:: Ausgewählter Textauszug

Plantschen im Sommerloch

Von Arne Gottschalck

Der Sommer regiert die Börse und den Strand - mit gleichermaßen träge schwappendem Handel und müden Bewegungen. Und doch täuscht der Frieden. Denn alle warten nur darauf, dass jemand laut "Hai" ruft.


Hamburg - Auch an der Börse hat der Sommer Einzug gehalten. Der Handel dümpelt vor sich hin, die Menschen wirken entspannt. Doch die Gesetze der Psychologie gelten weiterhin, trotz des flirrenden Sonnenscheins. Und so wirkt es, als könnten sich die Anleger nicht recht entscheiden zwischen Schwimmen und Liegestuhl. Sie sind verunsichert.

Die Privatanleger sowieso; eine große Rolle hatten sie hierzulande nie gespielt. Deutschland, das Land der Aktienmuffel, schrieb zuletzt zum Beispiel die Comdirect in ihrer aktuellen Bestandsaufnahme "Factbook Aktie". Aber auch Profiinvestoren blicken angespannt um sich. "Die Stimmung ist erstaunlich nervös", sagt Conrad Mattern, Vorstand von Conquest Investment Advisory. "Kaum sagt Bernanke, er überlege, die Politik der Fed etwas einzubremsen, reagieren die Märkte panisch - und kaum dementiert er das, ist wieder alles in Ordnung." Ein weiteres Beispiel lieferte der vergangene Mittwoch, an dem Bernanke erklärte, die Krisenpolitik fortsetzen zu wollen. Prompt stiegen die Börsenkurse.

::::

### [Die Aufgaben]
1) Welche Funktion hat Conrad Mattern laut dem Text über die Börse im Sommer?
2) Schreibe den Text über die Börse im Sommer nach dem letzten Satz weiter.

:: Gespeicherte Datensätze

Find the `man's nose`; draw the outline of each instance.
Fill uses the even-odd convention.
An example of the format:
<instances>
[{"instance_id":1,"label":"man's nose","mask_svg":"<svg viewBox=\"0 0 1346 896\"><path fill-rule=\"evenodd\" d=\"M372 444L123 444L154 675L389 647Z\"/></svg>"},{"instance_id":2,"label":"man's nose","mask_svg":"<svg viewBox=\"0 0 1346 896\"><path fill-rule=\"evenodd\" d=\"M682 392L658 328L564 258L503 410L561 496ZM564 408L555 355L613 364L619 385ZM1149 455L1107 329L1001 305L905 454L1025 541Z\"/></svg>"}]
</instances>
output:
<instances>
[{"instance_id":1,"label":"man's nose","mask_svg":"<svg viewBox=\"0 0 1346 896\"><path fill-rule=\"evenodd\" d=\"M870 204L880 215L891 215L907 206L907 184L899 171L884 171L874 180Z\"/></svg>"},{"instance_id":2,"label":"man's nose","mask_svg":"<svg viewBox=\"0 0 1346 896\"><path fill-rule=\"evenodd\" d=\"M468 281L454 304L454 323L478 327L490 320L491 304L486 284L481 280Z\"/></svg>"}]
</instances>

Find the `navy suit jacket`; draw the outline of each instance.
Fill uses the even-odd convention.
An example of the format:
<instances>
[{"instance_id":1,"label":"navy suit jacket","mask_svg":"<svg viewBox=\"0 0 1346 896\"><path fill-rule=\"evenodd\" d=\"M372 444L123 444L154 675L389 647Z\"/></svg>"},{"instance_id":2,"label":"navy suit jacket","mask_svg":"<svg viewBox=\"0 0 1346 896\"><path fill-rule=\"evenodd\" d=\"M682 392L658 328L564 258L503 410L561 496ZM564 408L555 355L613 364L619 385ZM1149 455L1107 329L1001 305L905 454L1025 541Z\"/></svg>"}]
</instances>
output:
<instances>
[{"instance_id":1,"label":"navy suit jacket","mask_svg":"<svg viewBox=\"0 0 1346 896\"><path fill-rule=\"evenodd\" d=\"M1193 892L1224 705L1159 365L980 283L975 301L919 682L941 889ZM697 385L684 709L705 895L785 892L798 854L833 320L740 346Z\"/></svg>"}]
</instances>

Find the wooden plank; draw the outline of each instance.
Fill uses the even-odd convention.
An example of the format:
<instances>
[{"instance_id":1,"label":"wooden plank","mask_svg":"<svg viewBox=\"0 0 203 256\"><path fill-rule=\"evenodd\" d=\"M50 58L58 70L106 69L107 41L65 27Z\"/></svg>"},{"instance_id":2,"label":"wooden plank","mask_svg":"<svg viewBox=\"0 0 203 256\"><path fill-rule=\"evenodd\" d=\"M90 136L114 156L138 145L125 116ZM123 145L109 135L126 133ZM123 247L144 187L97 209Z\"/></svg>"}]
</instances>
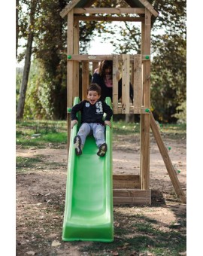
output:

::::

### [Lösungen]
1) Er ist Vorstand von Conquest Investment Advisory.

2)
Der Anleger, das manisch-depressive Wesen? Ganz offenkundig ja. "Das liegt eben am 'attention bias'", begründet Mattern. Die Investoren konzentrieren sich allein auf die Politik der Notenbanken. Konjunkturdaten oder auch das Umfeld werden ausgeblendet. Das ist gefährlich." Denn so können, quasi im Rücken der Investoren, Unterströmungen unbeachtet bleiben. Denn gerade in der handelsarmen Sommerferienzeit kann ein kleines Ereignis große Wellen schlagen.

"Wenn in so einer urlaubsbedingt handelsarmen Zeit wie im Sommer etwas passiert, hat das erhebliche Folgen", sagt Mattern. "Denn dann trifft die Nachricht auf einen geringen Umsatz. Das ist historisch gesehen oftmals im August der Fall." Änderte also einer der großen Zentralbanken seine Politik zu schnell weg vom Krisenmodus, "der Dax würde auf 5000 Punkte stürzen", so Mattern. Doch auch an anderer Stelle zeigt sich die oftmals unterschätzte Macht der Psychologie.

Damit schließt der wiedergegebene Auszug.